Objectif A:
Extrayez de l'extrait sur les partis politiques tout ce qui va de « Convenons que plus » jusqu'à « l’atteinte du nirvana. ».
Objectif B:
D'après l'extrait sur les partis politiques, quel ministère a mené l'évaluation de ces partis ?

Extrait à lire:
++++

L’opération d’évaluation des partis politiques par le ministère de l’Administration du territoire et de la Décentralisation, MATD, a abouti à quelque chose qui ressemble fort au nettoyage des écuries d’Augias auquel on contraignit naguère Hercule lors des douze travaux qu’on lui imposa, pour éprouver sa force et son endurance. Enfin voici le landerneau politique nettoyé de la pléthore de particules qui, loin de simplifier le rôle des partis politiques dans la construction de la démocratie et la conduite de saines activités politiques, rendent plutôt inaudibles les choix idéologiques des partis ainsi que leurs modèles de société et de développement.
Convenons que plus de deux cents formations pour une population d’environ quatorze millions d’âmes, c’est trop ! Comme disait avec beaucoup de railleries le politicien guinéen, Jean-Lapin Doré ou Lapin Doré comme on l’appelle au Lynx, il y a des partis dont l’ensemble des militants peuvent tenir dans une cabine téléphonique. Je parie que beaucoup d’entre nous échoueraient au test où on demanderait aux candidats de citer dix partis du coin. Tentez l’exercice et vérifiez ! Le nombre superflu des formations politiques en Guinée en particulier et en Afrique en général amène à s’interroger sur la formation politique des fondateurs, leur compréhension de la mission de ces organisations sociales dans le processus d’édification du pays, en vue de l’atteinte du nirvana.
Dans les grandes et anciennes démocraties nord-américaines, européennes et asiatiques, ce sont les partis politiques qui incarnent les aspirations politiques, sociales et économiques des populations. Les Yankees en ont deux, les Gaulois, deux aussi et les sujets du roi Charles VI, deux encore ! Là-bas, les partis captent ces aspirations qui sont diverses, en font le substrat de leur épine dorsale politique, leurs programmes, leur projet de société.

++++

Données du corpus:
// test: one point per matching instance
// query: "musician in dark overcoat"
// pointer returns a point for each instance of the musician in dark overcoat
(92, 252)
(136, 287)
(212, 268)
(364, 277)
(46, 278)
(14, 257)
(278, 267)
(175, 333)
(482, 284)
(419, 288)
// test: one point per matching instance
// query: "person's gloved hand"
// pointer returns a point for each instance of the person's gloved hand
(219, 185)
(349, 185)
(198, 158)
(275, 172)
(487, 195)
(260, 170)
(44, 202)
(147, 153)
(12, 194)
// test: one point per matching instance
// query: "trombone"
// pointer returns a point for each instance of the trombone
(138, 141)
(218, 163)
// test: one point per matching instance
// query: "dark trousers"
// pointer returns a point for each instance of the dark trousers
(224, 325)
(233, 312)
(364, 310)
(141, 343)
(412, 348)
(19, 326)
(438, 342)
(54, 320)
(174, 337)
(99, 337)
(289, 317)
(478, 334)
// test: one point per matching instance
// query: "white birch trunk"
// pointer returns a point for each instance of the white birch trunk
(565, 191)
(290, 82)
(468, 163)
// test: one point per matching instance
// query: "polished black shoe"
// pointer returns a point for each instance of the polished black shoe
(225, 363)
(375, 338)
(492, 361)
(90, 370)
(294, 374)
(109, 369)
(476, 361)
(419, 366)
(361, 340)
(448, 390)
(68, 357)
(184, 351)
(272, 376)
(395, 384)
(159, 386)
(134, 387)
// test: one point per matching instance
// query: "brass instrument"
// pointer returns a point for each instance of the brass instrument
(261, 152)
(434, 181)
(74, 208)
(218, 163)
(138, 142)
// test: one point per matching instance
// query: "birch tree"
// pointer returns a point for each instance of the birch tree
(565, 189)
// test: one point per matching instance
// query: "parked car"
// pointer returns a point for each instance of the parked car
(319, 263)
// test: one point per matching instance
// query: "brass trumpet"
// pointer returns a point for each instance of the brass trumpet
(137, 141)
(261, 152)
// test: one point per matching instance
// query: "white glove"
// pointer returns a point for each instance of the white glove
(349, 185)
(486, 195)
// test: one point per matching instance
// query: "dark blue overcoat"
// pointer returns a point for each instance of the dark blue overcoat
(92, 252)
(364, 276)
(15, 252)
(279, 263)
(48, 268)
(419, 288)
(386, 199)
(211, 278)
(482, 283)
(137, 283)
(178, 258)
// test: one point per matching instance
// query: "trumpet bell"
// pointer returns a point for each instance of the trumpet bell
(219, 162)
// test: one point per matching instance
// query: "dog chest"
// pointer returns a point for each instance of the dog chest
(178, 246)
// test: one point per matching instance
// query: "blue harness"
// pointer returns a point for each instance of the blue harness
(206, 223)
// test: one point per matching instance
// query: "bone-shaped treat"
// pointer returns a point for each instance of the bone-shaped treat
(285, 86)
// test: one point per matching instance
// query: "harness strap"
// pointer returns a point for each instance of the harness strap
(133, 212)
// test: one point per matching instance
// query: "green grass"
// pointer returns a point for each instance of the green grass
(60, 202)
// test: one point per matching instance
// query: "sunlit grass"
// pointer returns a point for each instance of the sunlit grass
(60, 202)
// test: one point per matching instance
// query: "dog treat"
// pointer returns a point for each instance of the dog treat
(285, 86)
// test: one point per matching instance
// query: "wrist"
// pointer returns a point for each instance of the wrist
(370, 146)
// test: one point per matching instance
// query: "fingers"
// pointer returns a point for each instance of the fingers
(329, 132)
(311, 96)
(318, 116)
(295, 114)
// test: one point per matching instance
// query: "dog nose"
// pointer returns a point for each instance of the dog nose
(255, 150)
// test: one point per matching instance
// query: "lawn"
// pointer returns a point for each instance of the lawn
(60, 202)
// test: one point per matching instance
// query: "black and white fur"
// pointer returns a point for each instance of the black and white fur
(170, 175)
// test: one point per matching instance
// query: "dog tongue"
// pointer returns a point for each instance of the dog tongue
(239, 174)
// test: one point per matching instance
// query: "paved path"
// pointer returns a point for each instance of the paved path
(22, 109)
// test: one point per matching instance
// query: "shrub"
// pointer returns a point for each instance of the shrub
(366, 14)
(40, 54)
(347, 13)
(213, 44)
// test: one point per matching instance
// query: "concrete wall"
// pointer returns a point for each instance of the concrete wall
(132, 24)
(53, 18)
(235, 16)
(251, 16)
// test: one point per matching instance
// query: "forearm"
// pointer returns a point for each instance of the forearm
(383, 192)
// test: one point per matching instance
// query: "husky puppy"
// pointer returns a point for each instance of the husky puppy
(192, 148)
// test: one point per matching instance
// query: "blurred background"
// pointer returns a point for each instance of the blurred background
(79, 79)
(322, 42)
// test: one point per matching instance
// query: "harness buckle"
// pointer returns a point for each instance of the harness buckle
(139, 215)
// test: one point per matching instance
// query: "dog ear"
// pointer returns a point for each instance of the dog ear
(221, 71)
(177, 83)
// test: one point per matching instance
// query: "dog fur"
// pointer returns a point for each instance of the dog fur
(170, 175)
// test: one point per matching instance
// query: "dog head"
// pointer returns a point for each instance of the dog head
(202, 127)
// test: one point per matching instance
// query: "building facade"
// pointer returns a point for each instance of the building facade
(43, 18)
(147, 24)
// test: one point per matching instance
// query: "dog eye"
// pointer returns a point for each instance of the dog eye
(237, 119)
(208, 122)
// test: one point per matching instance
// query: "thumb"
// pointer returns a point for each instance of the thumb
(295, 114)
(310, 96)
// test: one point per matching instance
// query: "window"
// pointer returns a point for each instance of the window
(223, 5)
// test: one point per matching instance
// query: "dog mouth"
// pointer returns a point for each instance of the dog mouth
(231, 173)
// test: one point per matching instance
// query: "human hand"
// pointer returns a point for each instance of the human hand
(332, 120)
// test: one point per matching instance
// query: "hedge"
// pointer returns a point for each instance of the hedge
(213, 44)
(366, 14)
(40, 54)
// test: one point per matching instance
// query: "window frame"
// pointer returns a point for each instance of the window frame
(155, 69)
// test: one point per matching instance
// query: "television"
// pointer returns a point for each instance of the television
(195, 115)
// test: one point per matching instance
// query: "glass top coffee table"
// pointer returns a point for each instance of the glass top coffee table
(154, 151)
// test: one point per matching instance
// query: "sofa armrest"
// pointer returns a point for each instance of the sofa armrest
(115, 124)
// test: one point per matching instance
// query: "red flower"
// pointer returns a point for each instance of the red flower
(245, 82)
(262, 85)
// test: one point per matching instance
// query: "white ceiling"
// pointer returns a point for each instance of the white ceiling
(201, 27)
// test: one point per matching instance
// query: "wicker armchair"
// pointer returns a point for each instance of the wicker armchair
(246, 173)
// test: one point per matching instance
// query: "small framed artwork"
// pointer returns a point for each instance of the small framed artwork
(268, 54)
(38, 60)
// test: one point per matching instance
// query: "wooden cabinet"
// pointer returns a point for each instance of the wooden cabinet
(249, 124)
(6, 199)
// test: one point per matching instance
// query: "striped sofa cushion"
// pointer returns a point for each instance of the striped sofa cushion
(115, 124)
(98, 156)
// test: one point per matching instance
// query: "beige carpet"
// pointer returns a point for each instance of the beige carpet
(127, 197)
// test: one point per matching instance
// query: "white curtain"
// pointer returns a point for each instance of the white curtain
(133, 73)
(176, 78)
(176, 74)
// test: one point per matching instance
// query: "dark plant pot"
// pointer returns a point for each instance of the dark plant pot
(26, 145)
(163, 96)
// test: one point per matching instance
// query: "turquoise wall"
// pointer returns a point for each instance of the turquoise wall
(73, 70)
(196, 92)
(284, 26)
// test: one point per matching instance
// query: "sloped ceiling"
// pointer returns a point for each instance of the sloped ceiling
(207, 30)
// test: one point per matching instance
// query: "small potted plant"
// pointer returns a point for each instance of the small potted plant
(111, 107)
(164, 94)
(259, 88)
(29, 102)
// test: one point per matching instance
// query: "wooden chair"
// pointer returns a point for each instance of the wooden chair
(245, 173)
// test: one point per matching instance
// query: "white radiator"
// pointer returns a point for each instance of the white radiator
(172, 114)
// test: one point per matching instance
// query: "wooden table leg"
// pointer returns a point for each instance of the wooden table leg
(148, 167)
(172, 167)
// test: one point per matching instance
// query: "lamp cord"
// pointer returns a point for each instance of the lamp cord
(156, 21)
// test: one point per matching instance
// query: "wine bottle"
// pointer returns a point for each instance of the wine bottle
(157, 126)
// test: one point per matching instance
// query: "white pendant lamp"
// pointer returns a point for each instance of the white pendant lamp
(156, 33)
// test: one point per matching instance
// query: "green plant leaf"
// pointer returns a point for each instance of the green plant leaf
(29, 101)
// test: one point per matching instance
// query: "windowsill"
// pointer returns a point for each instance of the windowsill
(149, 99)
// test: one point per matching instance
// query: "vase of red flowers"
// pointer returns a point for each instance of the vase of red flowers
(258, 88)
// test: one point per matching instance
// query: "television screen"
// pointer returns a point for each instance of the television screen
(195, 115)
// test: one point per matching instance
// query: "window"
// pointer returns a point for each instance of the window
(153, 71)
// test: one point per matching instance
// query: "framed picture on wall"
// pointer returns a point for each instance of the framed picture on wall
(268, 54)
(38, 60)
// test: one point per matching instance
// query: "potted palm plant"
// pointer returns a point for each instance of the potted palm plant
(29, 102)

++++

Résultat attendu A:
Convenons que plus de deux cents formations pour une population d’environ quatorze millions d’âmes, c’est trop ! Comme disait avec beaucoup de railleries le politicien guinéen, Jean-Lapin Doré ou Lapin Doré comme on l’appelle au Lynx, il y a des partis dont l’ensemble des militants peuvent tenir dans une cabine téléphonique. Je parie que beaucoup d’entre nous échoueraient au test où on demanderait aux candidats de citer dix partis du coin. Tentez l’exercice et vérifiez ! Le nombre superflu des formations politiques en Guinée en particulier et en Afrique en général amène à s’interroger sur la formation politique des fondateurs, leur compréhension de la mission de ces organisations sociales dans le processus d’édification du pays, en vue de l’atteinte du nirvana.

Résultat attendu B:
Le ministère de l'Administration du territoire et de la Décentralisation (MATD).